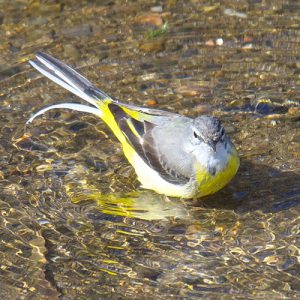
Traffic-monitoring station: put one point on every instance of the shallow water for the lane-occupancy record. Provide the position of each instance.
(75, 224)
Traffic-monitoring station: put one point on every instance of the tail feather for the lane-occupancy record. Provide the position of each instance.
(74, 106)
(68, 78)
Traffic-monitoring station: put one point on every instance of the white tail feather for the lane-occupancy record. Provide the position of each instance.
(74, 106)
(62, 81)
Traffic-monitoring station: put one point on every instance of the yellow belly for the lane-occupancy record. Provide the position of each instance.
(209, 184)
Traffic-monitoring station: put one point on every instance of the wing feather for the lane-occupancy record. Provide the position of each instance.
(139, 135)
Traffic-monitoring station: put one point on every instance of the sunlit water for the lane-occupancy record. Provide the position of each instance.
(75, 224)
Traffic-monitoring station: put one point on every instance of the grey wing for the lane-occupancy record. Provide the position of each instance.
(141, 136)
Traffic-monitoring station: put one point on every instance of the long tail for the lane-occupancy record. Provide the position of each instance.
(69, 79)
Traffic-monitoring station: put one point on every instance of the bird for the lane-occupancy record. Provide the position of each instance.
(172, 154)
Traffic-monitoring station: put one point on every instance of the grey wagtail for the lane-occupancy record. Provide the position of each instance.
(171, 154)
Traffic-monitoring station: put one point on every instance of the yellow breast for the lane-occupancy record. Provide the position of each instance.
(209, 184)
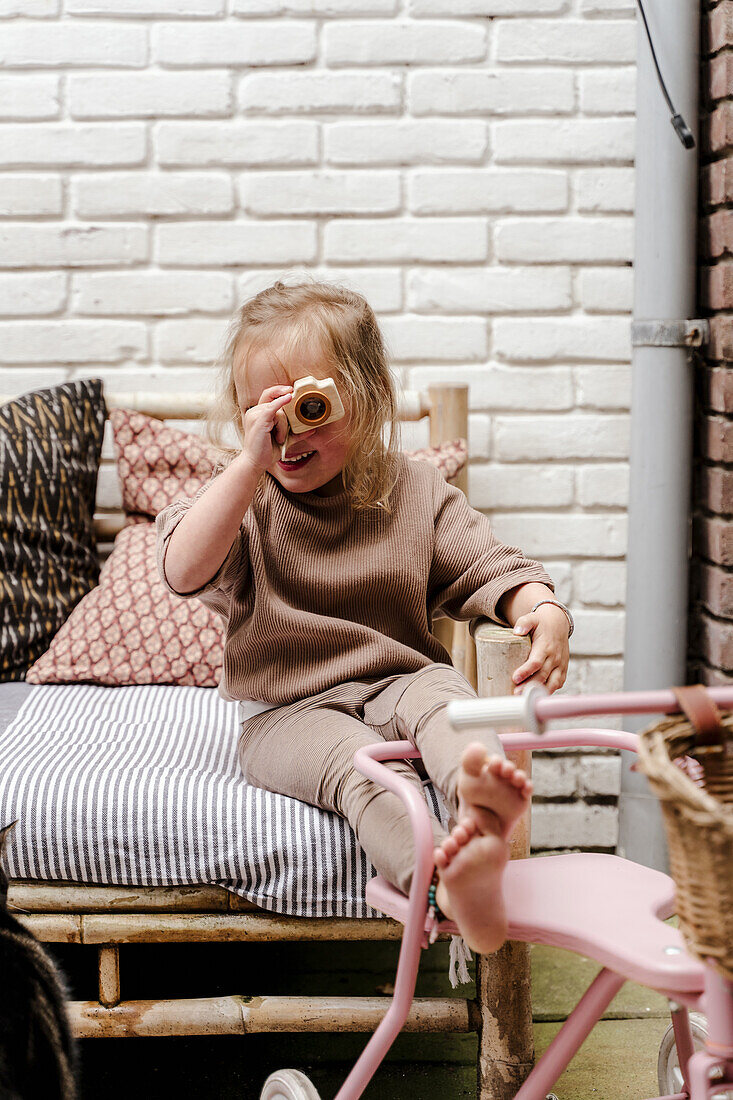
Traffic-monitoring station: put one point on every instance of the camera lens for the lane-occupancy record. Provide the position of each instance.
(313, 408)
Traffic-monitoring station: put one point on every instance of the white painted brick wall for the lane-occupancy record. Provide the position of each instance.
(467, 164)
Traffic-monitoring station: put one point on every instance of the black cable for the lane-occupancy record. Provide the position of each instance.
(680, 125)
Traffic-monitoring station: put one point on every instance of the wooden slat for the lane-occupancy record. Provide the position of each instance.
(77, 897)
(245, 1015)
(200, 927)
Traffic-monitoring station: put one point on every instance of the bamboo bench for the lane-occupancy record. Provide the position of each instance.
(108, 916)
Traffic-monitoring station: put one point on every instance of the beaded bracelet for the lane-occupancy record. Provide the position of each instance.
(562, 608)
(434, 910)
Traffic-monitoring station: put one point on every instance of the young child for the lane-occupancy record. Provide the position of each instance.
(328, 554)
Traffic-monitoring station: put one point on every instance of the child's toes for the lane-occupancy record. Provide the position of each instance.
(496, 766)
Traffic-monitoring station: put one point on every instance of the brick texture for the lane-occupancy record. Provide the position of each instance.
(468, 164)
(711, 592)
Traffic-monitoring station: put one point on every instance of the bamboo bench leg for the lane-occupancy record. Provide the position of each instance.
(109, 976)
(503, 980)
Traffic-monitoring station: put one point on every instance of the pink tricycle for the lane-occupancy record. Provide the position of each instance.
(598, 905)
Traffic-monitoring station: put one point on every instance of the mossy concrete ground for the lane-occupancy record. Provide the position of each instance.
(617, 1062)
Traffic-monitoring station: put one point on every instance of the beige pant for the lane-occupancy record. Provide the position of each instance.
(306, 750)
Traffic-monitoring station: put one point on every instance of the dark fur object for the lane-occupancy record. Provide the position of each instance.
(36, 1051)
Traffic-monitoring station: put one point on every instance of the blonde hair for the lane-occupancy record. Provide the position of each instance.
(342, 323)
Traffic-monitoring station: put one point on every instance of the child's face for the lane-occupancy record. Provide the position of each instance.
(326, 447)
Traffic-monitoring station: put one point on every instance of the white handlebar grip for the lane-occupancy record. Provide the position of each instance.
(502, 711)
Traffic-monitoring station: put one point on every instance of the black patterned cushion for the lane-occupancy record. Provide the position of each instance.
+++
**Exercise objective**. Only the line containing "of the dark" and the lines after it, through the end of the data, should be copied, exactly as they are.

**Task result**.
Traffic-monitoring station: put one point on every instance of the dark fur object for the lane-occupancy record. Provide the position of each instance.
(36, 1051)
Traffic-monitoring station: put one point on every instance of the blonde hair for the lane-occupancy record. Provide the position of each instance.
(342, 323)
Traffic-monitoring station: put one point on every instance of the child's face for the lane-occupancy record. Provide the position of each instance.
(326, 447)
Traffic-monitoring station: put one point on every instance of the white handlebar grip for the lane-occupancy record. Provide the position of each instance.
(502, 711)
Traffic-monitoring station: put one point on every instance of the black patterned cushion for the lane-occupancy record. Provide the position of each instance.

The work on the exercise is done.